Havia mais uma complicação. Se a Rússia não estava pronta para a revolução socialista proletária dos marxistas, tampouco estava para a revolução burguesa liberal.  Mesmo os que não queriam mais que isso tinham de encontrar um meio de fazê-lo sem depender das pequenas e fracas forças da classe média liberal russa, uma minúscula minoria sem posição moral, apoio público ou tradição institucional de governo representativo em que pudesse encaixar-se. Os Cadetes, partido do liberalismo burguês, tinham menos de 2,5% dos deputados da Assembléia Constitucional livremente eleita (e logo dissolvida) de 1917 e 8. Uma Rússia liberal burguesa teria de ser conquistada pelo levante de camponeses e operários que não sabiam nem se importavam com o que era isso, sob a liderança de partidos revolucionários que queriam outra coisa, ou o que era mais provável, as forças que faziam a revolução iriam além de seu estágio liberal-burguês, passando para uma mais radical revolução permanente (para usar a expressão adotada por Marx e revivida durante a revolução de 1905 pelo jovem Trotski).  Em 1917, Lenin, cujas esperanças não tinham ido muito além de uma Rússia democrático-burguesa em 1905, também concluiu desde o início que o cavalo liberal não era um dos corredores no páreo revolucionário russo.  Era uma avaliação realista. Contudo, em 1917 estava tão claro para ele quanto para todos os outros marxistas russos e não russos que simplesmente não existiam na Rússia as condições para uma revolução socialista.   Para os revolucionários marxistas na Rússia, sua revolução tinha de espalhar-se em outros lugares.
Mas nada parecia mais provável de que era isso que iria acontecer mesmo, porque a Grande Guerra acabou em generalizado colapso político e crise revolucionária, sobretudo nos Estados beligerantes derrotados. Em 1918, todos os quatro governantes das potências derrotadas (Alemanha, Áustria Hungria, Turquia e Bulgária) perderam seus tronos, assim como o czar da Rússia, derrotada pela Alemanha, que já caíra em 1917.  Além disso, a inquietação social, equivalendo quase a uma revolução na Itália, abalou até mesmo os beligerantes europeus do lado vencedor.

(Registros de marcação de pontos)

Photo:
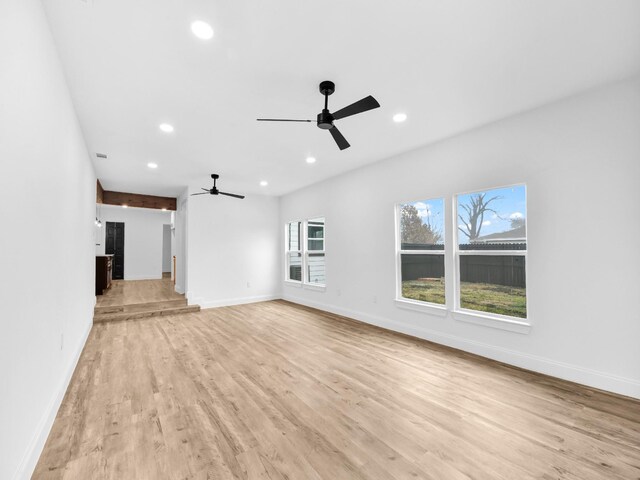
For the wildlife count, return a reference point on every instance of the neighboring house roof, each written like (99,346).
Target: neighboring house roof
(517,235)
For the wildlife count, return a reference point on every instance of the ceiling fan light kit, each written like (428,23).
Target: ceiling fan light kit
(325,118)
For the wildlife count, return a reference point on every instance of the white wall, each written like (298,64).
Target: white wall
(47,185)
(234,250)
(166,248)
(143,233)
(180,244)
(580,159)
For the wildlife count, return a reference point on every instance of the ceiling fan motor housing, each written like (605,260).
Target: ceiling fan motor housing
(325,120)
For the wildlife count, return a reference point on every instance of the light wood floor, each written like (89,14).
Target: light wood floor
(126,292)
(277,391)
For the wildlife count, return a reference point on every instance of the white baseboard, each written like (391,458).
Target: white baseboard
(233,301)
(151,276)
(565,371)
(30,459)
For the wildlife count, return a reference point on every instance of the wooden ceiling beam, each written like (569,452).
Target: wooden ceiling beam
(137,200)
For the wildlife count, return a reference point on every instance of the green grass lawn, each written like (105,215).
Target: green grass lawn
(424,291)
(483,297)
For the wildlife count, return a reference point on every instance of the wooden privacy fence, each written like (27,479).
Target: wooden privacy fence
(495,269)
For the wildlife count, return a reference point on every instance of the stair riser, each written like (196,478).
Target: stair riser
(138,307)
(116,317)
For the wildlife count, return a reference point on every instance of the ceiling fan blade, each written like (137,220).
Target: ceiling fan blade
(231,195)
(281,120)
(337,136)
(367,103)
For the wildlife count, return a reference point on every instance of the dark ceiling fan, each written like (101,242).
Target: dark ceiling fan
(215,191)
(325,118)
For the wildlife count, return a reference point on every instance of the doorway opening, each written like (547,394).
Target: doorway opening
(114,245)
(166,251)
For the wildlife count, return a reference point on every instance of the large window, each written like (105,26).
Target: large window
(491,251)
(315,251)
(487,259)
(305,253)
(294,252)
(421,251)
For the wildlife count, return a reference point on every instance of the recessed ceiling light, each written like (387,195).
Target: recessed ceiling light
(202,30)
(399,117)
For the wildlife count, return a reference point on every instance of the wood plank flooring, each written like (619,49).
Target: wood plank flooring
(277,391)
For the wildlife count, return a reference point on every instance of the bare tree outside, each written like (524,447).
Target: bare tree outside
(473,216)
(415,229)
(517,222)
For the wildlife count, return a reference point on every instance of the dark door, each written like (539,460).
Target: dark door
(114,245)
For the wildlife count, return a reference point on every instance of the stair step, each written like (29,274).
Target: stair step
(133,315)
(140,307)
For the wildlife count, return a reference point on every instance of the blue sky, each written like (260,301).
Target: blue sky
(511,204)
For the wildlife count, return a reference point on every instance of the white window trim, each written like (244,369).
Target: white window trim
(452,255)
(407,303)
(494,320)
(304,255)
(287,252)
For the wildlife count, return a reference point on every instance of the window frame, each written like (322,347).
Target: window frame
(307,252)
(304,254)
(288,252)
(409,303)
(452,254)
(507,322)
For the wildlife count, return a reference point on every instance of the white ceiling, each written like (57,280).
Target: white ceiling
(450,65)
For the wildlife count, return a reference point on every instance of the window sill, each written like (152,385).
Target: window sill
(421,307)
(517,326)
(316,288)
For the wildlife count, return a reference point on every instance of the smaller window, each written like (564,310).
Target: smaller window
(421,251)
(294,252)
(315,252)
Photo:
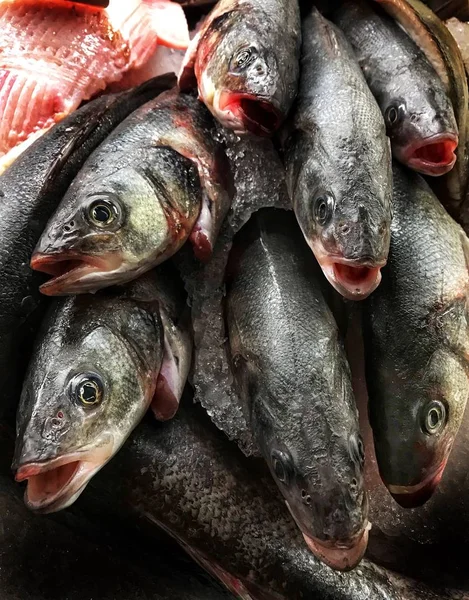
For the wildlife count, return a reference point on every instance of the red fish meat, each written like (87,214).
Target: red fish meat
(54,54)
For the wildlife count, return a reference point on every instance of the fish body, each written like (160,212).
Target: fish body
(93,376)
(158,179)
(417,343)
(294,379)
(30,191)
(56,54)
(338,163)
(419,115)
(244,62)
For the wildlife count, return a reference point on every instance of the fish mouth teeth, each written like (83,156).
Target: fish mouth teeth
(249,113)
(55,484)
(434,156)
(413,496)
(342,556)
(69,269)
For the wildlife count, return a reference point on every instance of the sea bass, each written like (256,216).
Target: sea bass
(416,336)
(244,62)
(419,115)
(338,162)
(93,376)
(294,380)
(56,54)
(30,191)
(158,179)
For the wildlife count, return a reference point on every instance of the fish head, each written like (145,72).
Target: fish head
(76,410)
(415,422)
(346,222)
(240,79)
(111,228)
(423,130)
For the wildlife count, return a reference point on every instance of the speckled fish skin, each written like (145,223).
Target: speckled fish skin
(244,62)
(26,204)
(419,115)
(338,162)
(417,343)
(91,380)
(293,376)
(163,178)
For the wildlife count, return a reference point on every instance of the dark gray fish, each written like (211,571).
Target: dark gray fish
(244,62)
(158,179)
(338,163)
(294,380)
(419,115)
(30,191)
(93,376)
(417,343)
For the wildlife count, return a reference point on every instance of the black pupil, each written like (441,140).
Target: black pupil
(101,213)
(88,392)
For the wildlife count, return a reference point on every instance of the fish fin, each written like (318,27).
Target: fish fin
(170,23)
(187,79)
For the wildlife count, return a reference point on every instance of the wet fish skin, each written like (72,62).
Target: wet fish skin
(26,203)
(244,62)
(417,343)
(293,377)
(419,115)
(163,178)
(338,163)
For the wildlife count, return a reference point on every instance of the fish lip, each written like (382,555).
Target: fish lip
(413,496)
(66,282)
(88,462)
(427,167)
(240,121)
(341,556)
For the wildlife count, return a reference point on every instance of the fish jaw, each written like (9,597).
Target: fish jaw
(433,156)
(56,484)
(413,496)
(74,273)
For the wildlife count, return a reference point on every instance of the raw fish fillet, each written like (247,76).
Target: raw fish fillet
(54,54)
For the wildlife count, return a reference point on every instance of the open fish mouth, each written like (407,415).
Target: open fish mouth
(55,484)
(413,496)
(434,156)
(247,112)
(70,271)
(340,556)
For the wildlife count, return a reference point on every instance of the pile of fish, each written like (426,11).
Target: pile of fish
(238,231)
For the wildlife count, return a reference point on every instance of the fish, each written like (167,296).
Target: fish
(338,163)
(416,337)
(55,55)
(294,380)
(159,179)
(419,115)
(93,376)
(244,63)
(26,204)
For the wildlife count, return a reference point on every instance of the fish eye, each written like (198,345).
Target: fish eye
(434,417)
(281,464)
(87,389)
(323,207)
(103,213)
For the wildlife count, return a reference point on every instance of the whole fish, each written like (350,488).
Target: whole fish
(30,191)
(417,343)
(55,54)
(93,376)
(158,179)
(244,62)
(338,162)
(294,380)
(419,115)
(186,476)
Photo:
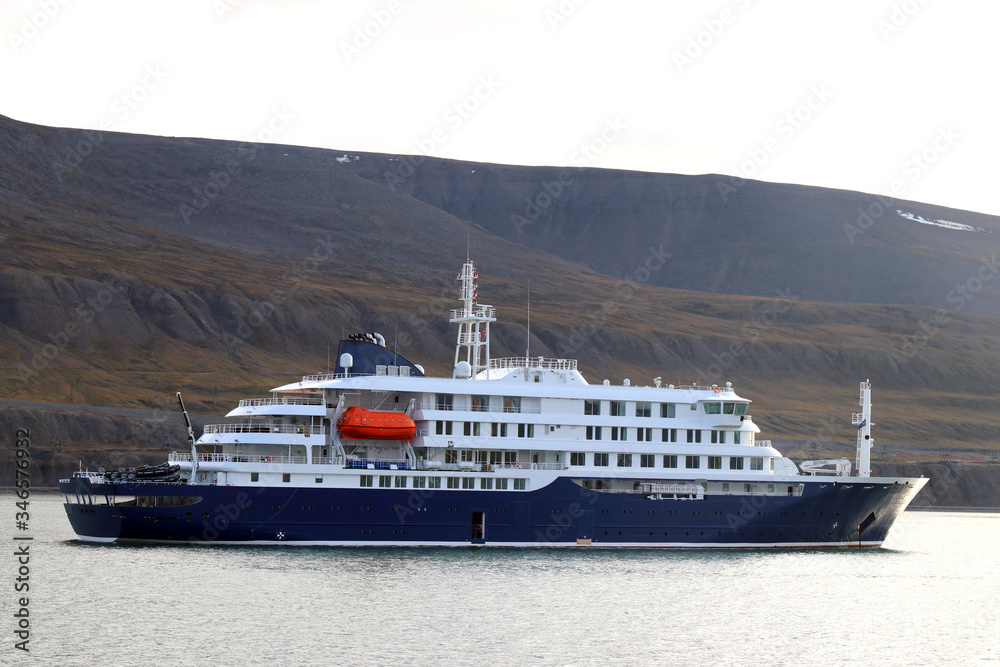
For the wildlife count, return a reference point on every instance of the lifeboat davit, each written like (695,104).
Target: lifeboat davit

* * *

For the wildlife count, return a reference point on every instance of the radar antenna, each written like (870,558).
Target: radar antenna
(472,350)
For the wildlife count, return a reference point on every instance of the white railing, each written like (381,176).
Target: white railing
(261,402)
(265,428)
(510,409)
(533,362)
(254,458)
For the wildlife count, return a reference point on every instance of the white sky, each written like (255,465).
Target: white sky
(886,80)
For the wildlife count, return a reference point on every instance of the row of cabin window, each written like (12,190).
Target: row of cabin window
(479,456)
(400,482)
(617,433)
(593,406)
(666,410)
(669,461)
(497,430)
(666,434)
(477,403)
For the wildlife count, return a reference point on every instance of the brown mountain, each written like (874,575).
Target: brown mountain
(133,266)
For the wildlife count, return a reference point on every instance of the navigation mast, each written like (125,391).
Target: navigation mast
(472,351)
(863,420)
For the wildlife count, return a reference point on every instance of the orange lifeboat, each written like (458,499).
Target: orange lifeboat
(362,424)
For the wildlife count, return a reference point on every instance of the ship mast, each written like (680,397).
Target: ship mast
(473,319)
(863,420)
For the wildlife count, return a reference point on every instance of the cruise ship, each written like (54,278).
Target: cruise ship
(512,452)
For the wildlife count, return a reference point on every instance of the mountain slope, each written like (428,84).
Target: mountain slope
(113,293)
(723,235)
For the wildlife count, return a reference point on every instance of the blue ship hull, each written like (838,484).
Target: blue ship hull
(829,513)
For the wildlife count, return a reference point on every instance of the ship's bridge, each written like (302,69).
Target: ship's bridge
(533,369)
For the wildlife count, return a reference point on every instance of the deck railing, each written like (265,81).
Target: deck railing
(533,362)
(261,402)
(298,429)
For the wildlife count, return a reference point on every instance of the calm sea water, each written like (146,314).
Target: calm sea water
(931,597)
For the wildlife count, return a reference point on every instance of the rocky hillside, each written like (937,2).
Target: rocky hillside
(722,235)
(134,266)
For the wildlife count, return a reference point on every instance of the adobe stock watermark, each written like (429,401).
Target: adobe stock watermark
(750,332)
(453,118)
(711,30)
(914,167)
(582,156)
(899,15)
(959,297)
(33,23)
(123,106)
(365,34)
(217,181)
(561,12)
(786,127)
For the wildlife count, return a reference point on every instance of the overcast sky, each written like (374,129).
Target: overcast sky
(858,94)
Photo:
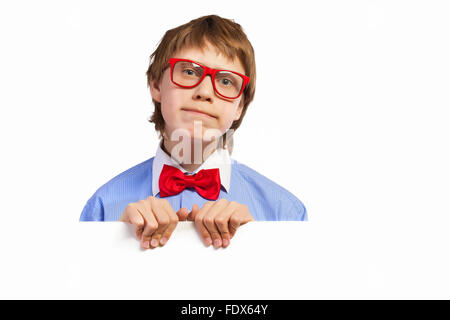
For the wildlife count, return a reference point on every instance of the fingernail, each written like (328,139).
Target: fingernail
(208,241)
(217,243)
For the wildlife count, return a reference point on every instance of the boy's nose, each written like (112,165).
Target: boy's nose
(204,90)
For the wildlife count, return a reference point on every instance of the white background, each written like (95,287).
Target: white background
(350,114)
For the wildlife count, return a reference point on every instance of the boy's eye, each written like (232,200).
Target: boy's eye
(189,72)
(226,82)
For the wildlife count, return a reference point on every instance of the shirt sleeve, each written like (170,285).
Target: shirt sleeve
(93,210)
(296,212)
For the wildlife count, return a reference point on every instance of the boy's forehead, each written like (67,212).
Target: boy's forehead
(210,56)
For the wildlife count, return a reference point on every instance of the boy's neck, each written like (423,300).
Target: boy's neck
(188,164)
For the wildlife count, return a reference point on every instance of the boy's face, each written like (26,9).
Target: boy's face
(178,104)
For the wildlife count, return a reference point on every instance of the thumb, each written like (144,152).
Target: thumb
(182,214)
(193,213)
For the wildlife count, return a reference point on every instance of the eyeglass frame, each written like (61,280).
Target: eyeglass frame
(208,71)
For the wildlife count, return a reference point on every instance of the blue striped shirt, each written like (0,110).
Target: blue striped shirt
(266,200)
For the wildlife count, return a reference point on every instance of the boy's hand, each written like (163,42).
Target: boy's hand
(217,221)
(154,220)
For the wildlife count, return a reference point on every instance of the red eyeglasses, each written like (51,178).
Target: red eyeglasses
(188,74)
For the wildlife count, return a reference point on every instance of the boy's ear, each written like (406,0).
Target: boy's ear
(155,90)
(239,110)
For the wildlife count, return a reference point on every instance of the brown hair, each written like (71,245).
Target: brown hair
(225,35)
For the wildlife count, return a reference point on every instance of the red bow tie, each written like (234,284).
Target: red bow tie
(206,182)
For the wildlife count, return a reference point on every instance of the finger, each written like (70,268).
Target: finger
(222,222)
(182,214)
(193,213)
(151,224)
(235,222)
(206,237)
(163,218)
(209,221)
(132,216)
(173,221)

INSTRUÇÕES
[1] Com base no trecho fornecido, responda a cada pergunta em uma linha própria:
(a) Que parcela dos deputados da Assembleia Constitucional livremente eleita os Cadetes tinham?
(b) Quais foram as quatro potências derrotadas cujos governantes perderam seus tronos em 1918?
(c) Que país do lado vencedor foi abalado por uma inquietação social que equivalia quase a uma revolução?
[2] Liste todos os países ou potências citados pelo nome no trecho sobre a Revolução Russa.

RESPOSTAS
[1]
(a) Menos de 2,5% dos deputados.
(b) Alemanha, Áustria-Hungria, Turquia e Bulgária.
(c) A Itália.

[2] Rússia, Alemanha, Áustria-Hungria, Turquia, Bulgária e Itália.